[Stored data entries]

====================

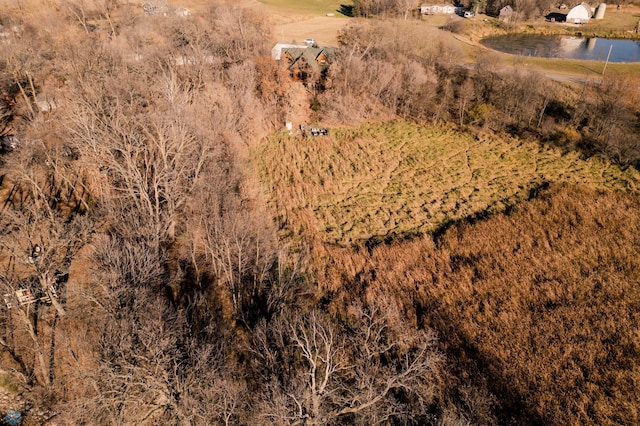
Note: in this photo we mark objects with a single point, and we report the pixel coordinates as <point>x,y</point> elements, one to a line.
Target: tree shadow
<point>346,10</point>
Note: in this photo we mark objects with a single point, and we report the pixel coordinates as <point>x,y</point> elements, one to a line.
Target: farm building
<point>437,9</point>
<point>278,49</point>
<point>602,7</point>
<point>579,14</point>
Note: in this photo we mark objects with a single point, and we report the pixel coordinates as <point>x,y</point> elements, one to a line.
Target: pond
<point>565,47</point>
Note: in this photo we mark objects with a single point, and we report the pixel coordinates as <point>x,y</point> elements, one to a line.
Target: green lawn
<point>320,7</point>
<point>396,179</point>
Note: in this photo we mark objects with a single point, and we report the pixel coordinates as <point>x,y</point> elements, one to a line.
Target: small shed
<point>506,14</point>
<point>437,9</point>
<point>579,14</point>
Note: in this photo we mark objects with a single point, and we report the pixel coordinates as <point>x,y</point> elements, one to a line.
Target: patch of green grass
<point>320,7</point>
<point>392,179</point>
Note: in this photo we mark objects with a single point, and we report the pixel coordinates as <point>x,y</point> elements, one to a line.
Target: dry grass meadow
<point>382,181</point>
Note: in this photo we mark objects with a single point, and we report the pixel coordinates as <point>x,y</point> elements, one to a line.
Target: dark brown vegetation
<point>537,306</point>
<point>165,296</point>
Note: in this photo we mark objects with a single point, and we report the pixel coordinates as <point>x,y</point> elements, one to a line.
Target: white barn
<point>579,14</point>
<point>437,9</point>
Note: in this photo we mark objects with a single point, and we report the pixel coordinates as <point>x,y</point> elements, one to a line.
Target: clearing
<point>388,180</point>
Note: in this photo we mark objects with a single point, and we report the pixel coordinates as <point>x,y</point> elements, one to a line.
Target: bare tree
<point>364,373</point>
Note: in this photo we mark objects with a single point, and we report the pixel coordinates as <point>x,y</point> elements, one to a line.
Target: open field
<point>396,179</point>
<point>316,7</point>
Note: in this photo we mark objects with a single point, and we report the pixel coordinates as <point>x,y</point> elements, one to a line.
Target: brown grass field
<point>397,179</point>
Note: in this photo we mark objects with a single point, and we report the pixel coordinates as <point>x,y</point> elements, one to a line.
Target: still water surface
<point>595,49</point>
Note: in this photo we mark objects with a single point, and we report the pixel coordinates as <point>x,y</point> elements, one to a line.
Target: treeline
<point>160,292</point>
<point>388,69</point>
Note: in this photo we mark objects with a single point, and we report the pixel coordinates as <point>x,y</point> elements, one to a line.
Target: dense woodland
<point>131,208</point>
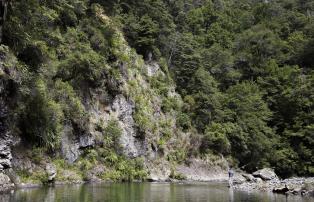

====================

Assigned task ::
Give the entries above again in full and exactly, but not the pictures.

Response to the exercise ::
Note: in this photo we mark objects with a single point, and we report the pixel coordinates as <point>x,y</point> elements, one to a line.
Target: tree shadow
<point>346,10</point>
Note: in this photo we mark objects with a single point, and we report the pixel coordinates as <point>x,y</point> elements, one to a line.
Target: farm building
<point>437,9</point>
<point>278,49</point>
<point>602,7</point>
<point>579,14</point>
Note: in this photo we mark objects with a single point, and we report the pixel coordinates as <point>x,y</point> elements, one to a line.
Target: pond
<point>565,47</point>
Note: in this photo we mark objects with a single point, and we report the pixel coordinates as <point>x,y</point> elements, one to a line.
Target: green lawn
<point>320,7</point>
<point>396,179</point>
Note: in this photo we mark objects with a single point, and we report the pixel coordinates as <point>x,y</point> elements, one to a line.
Target: small shed
<point>506,14</point>
<point>437,9</point>
<point>579,14</point>
Note: in this photo we mark objects with a single point, and we report the pixel coordinates as <point>x,y</point> elements, one to a line.
Target: patch of green grass
<point>320,7</point>
<point>392,179</point>
Note: in this photo we mark objects with a single point, and we report the pixel coordinates as <point>x,y</point> elements, one to a line.
Target: dry grass meadow
<point>382,181</point>
Note: in this photo we mark objects with a single point, and we report the pixel coordinates as <point>x,y</point> elements, one to a line.
Target: dark brown vegetation
<point>537,306</point>
<point>165,296</point>
Note: in this photo we mark objects with a single point, and we report the pixel coordinates as <point>x,y</point> elements, one to a line.
Target: white barn
<point>579,14</point>
<point>437,9</point>
Note: in this photo we mark objects with a single point, and we report the pixel coordinates as <point>x,y</point> elements, one to a line.
Target: clearing
<point>388,180</point>
Note: in this photo we mark objects with a single point, and we report the pixel coordinates as <point>x,y</point> elements, one to a line.
Target: bare tree
<point>364,373</point>
Note: in this photo we mark objects with a single point, and we report the pixel coordinates as <point>x,y</point> elements, one to a line.
Target: open field
<point>396,179</point>
<point>316,7</point>
Note: in this photo we mark objects with a single point, and we report the pixel coordinates as <point>x,y</point> elements, one to a line.
Target: brown grass field
<point>397,179</point>
Note: in this photo we mark objects with a single point, and we report the pixel coordinates as <point>x,y</point> elements, one to a line.
Target: still water surface
<point>595,49</point>
Note: in this photo we mark objects with a single point, and we report the pixel coordinates as <point>x,y</point> elements, one to a line.
Target: treeline
<point>160,292</point>
<point>388,69</point>
Note: in this photo we mark objects with a single point, and we report the pixel coordinates as <point>x,y</point> elements, one to a line.
Target: dense woodland
<point>131,208</point>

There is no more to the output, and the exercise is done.